Kamloops has a history of gutsy female councillors

Armchair Mayor
By Mel Rothenburger
December 28, 2016 - 5:00am

KAMLOOPS — Our governments have a shortage of representation from women — that’s nothing new. In Ottawa, Prime Minister Justin Trudeau has tried to address it, appointing 15 women to his cabinet of 30 members. Still, of the 335 Members of Parliament, far less than half — 88 — are women.

In B.C., we have a woman premier but of the 22 cabinet ministers, nine are women, and of 85 MLAs, 32 are women.

Kamloops City council has a similar disparity; always has. The current nine-member council has three women, which has been average over the past several terms. Now, it will lose one of them, at least temporarily, as Coun. Marg Spina takes an indefinite leave of absence for treatment of breast cancer.

Spina broke the news on her Facebook page on Christmas Eve. “You can be sure I will put up the fight of my life,” she wrote.

It was a shocker, and the post brought hundreds of messages of sympathy and good wishes. Those who know her have no doubt she’ll be back as soon as she possibly can.

Spina is the latest Kamloops City councillor to encounter health problems. More than two years ago, then-councillor Nancy Bepple took a leave and then resigned after being diagnosed with bipolar disorder. After taking time to manage her illness, she ran again in November 2014 but was unsuccessful. She’s now the NDP candidate in Kamloops-South Thompson in next May’s provincial election.

Collected data:
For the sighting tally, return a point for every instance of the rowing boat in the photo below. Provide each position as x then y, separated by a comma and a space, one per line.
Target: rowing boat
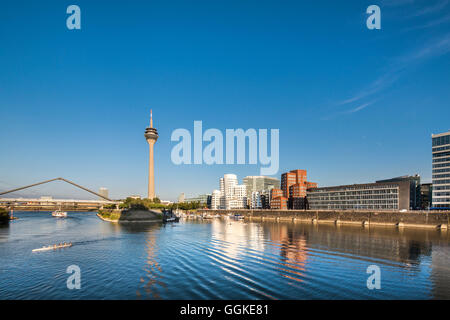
54, 247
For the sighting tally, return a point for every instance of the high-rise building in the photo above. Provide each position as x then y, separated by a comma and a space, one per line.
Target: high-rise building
215, 200
260, 183
232, 195
294, 186
151, 135
256, 202
204, 199
426, 195
441, 169
103, 192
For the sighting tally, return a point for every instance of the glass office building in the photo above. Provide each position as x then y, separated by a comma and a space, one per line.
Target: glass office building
375, 196
441, 170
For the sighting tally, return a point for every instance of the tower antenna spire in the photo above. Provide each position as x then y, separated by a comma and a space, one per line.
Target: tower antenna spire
151, 119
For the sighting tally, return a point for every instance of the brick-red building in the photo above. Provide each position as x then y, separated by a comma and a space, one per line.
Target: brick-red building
279, 203
294, 186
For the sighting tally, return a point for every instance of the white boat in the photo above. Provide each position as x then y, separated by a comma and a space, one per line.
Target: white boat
59, 214
54, 247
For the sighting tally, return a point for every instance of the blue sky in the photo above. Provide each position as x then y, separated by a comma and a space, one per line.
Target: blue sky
352, 105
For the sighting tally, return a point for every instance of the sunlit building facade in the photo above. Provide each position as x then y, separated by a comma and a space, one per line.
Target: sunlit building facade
441, 170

● **What this exercise asks**:
a. Print everything in the column on Kamloops female councillors from "Armchair Mayor" down to "of breast cancer.".
b. Carry on the column on Kamloops female councillors from the point where it stops.

● **Answers to the exercise**:
a.
Armchair Mayor
By Mel Rothenburger
December 28, 2016 - 5:00am

KAMLOOPS — Our governments have a shortage of representation from women — that’s nothing new. In Ottawa, Prime Minister Justin Trudeau has tried to address it, appointing 15 women to his cabinet of 30 members. Still, of the 335 Members of Parliament, far less than half — 88 — are women.

In B.C., we have a woman premier but of the 22 cabinet ministers, nine are women, and of 85 MLAs, 32 are women.

Kamloops City council has a similar disparity; always has. The current nine-member council has three women, which has been average over the past several terms. Now, it will lose one of them, at least temporarily, as Coun. Marg Spina takes an indefinite leave of absence for treatment of breast cancer.

b.
Pat Wallace, an icon on council for decades, was away from her council duties for several weeks early this year after slipping on some ice and taking a bad fall. Despite that and other illnesses in the past, she always comes back.

The most famous female member of Kamloops council was Kenna Cartwright. After serving on council, losing a mayoral election, then finally winning the mayoralty in another try, she was claimed by leukemia while in office.

She remains the only woman ever elected to the top civic job in the city, and the only mayor to die in office.  Kenna Cartwright Park was named in her honour.

Correcting the gender imbalance in our governments is a challenge that we’re still a long way from meeting, but progress has certainly been made, as the numbers of women in political office slowly increases.

In Kamloops, the challenge remains but we can take heart from the fact that those women who have served and do serve on City council have often shown a special kind of courage and determination of which we can be proud. They have the kind of stuff that we need more of in our politicians.